RECORDS PROVIDED Start Marker
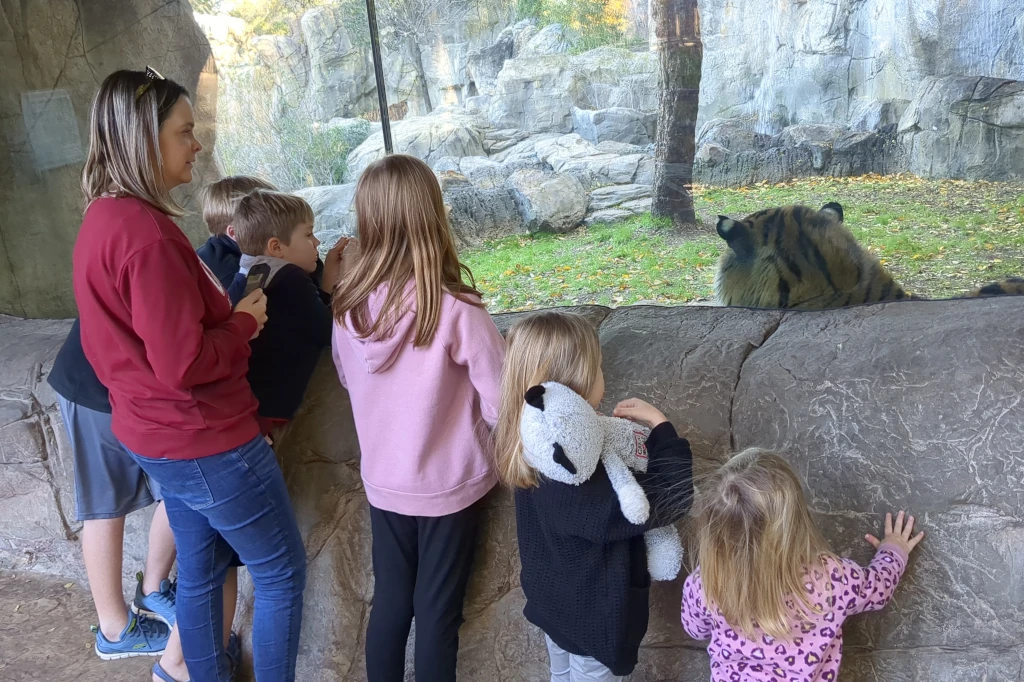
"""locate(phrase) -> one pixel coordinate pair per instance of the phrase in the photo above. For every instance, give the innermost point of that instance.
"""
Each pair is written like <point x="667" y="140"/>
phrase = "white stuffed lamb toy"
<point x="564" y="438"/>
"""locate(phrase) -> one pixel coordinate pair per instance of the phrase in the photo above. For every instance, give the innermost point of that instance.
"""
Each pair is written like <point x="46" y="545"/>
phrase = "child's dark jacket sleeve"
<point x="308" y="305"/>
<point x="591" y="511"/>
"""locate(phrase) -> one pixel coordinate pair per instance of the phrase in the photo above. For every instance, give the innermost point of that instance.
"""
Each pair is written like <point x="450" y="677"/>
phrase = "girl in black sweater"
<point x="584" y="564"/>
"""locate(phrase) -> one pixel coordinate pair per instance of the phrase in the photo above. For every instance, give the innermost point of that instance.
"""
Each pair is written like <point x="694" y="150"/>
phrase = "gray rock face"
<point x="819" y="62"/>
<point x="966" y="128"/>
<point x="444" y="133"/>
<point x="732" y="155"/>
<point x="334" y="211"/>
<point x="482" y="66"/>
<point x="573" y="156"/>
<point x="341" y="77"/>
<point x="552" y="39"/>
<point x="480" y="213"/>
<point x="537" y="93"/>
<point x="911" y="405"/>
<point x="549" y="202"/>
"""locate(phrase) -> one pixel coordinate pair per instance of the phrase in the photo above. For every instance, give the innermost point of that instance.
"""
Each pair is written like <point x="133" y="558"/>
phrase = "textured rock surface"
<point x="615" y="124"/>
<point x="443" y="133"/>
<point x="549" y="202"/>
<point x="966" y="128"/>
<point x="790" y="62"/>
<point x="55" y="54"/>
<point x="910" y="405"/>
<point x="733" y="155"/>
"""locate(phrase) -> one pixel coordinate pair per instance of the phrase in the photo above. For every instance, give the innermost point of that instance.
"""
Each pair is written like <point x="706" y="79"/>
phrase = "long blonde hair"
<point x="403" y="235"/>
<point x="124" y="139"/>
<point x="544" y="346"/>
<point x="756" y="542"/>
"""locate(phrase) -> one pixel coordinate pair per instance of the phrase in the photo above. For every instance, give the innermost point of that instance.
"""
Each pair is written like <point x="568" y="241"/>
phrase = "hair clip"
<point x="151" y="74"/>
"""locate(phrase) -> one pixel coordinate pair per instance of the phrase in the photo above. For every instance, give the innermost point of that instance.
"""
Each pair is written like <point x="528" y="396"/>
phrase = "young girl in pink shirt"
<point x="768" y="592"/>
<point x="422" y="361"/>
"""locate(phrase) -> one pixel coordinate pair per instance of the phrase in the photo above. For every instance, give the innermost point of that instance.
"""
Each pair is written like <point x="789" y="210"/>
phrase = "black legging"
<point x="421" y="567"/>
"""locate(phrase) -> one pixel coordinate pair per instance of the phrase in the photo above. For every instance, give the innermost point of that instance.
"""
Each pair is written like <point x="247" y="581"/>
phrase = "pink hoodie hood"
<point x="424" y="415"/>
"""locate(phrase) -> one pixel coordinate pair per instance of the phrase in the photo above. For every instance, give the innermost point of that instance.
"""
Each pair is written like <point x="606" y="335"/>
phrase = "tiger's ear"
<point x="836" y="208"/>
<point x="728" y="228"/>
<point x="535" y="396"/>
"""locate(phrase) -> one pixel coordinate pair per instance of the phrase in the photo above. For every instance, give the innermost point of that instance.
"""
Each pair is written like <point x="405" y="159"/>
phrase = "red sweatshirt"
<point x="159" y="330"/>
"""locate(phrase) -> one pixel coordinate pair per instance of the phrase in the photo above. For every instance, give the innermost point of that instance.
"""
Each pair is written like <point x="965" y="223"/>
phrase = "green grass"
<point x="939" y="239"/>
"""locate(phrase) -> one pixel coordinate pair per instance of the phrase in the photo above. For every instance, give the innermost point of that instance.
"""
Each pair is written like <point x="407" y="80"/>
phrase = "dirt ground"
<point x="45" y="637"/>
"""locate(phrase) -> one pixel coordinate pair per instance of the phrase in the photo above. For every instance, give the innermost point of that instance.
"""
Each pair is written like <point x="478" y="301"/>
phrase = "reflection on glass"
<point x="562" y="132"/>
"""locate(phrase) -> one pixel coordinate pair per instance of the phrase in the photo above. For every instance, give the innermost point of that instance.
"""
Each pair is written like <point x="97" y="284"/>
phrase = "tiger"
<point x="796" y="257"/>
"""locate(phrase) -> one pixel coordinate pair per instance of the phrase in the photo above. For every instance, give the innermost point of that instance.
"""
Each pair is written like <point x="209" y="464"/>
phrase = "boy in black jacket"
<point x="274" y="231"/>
RECORDS PROVIDED End Marker
> **YOUR INSTRUCTIONS**
Retype the data exactly as it stands, but keep the images out of your copy.

> **EXPECTED ANSWER**
"""locate(phrase) -> one pixel coordinate pair per instance of the phrase in the photo above. For every instance, give the innermost point of that instance.
"""
Each pair is written like <point x="667" y="140"/>
phrase = "white stuffed lamb toy"
<point x="564" y="438"/>
"""locate(phrase) -> one pixel coordinate pair per instance of the phrase in the photo above. For every instance, give the innermost point of that instance.
"""
Each pair is written like <point x="46" y="545"/>
phrase = "child's dark jacket sleeve"
<point x="308" y="305"/>
<point x="591" y="511"/>
"""locate(phrase) -> one pixel coordinate pair per instance of the phrase in the photo above. For every instance, give the innermost point of that instance.
"""
Each pair is written like <point x="450" y="677"/>
phrase = "girl in black sweater"
<point x="584" y="564"/>
"""locate(phrase) -> one pixel coordinate pair per instance of the phrase in the photo above. For every instance, give the innermost point of that instance.
"""
Each pair is written like <point x="694" y="150"/>
phrase = "gray rock face"
<point x="819" y="62"/>
<point x="966" y="128"/>
<point x="444" y="133"/>
<point x="732" y="155"/>
<point x="334" y="211"/>
<point x="482" y="66"/>
<point x="573" y="156"/>
<point x="341" y="77"/>
<point x="552" y="39"/>
<point x="480" y="213"/>
<point x="537" y="93"/>
<point x="911" y="405"/>
<point x="549" y="202"/>
"""locate(phrase) -> one pixel coordinate pair per instance of the phrase in the photo above. For every instance, give the innermost point of that instance.
"""
Each pair is written like <point x="133" y="558"/>
phrase = "textured rock surface"
<point x="615" y="124"/>
<point x="443" y="133"/>
<point x="549" y="202"/>
<point x="966" y="128"/>
<point x="790" y="62"/>
<point x="55" y="54"/>
<point x="910" y="405"/>
<point x="733" y="155"/>
"""locate(phrase) -> one pixel coordinate pair per instance of the phrase in the photo above. For every instance, give the innermost point of that instance.
"""
Each pair is written like <point x="706" y="79"/>
phrase = "long blonde hair"
<point x="403" y="235"/>
<point x="124" y="139"/>
<point x="544" y="346"/>
<point x="756" y="542"/>
"""locate(phrase) -> one pixel coordinate pair per instance of the phrase in the photo above. For every instance, give the innermost point of that instance.
"""
Each pair is written like <point x="568" y="241"/>
phrase = "hair clip"
<point x="151" y="74"/>
"""locate(phrase) -> one pixel coordinate pair per instance of the phrase in the photo above. For every instance, give the innermost point of that instance.
"""
Each pair is written like <point x="528" y="396"/>
phrase = "young girl in pink shirt"
<point x="768" y="592"/>
<point x="422" y="361"/>
"""locate(phrase) -> one pixel coordinate pair per instance of the phrase in the photo above. For every instance, give the innermost point of that instance.
"""
Each pair is written like <point x="789" y="210"/>
phrase = "black legging"
<point x="421" y="567"/>
"""locate(phrase) -> one pixel coordinate pair per instance of the phrase in the photo above. For every instance, give the innermost point of that instance.
"""
Each pair is written like <point x="247" y="581"/>
phrase = "pink hoodie hood"
<point x="424" y="415"/>
"""locate(phrase) -> one pixel coordinate pair per instance of the phrase in the photo above. For every instance, give the innermost point of that instance.
"""
Each pair is written like <point x="606" y="335"/>
phrase = "tiger's ear"
<point x="836" y="208"/>
<point x="728" y="228"/>
<point x="535" y="396"/>
"""locate(phrase) -> one pixel coordinate pair per instance of the phrase in the photo above. For every instance, give the innermost point of that instance.
"""
Each pair is written like <point x="405" y="159"/>
phrase = "red sweatshirt"
<point x="159" y="330"/>
"""locate(phrase) -> one pixel coordinate pair per instance of the phrase in the photo above. For every instance, give the innermost point of that instance.
"""
Each pair is written like <point x="965" y="223"/>
phrase = "green grass"
<point x="939" y="239"/>
"""locate(phrase) -> one pixel coordinate pair per instance of the phrase in the photo above. For every instance, give the innermost point of that instance.
"""
Each pair is written like <point x="407" y="80"/>
phrase = "dirt ground"
<point x="45" y="637"/>
"""locate(phrase) -> one pixel coordinate pair per instance of the phrase in the photo above. For every instance, give the innermost point of that instance.
"""
Each pair is written like <point x="478" y="301"/>
phrase = "reflection on glass"
<point x="562" y="132"/>
"""locate(phrase) -> one pixel coordinate pair per instance of the phrase in the photo above. For every instance, give the innermost point of that instance.
"""
Each pair is written like <point x="97" y="284"/>
phrase = "tiger"
<point x="796" y="257"/>
"""locate(phrase) -> one pixel coordinate pair per instance of the phrase in the photo above. For every instance, give the innermost point of that instance.
"""
Each pair is written like <point x="209" y="464"/>
phrase = "boy in black jacket"
<point x="274" y="231"/>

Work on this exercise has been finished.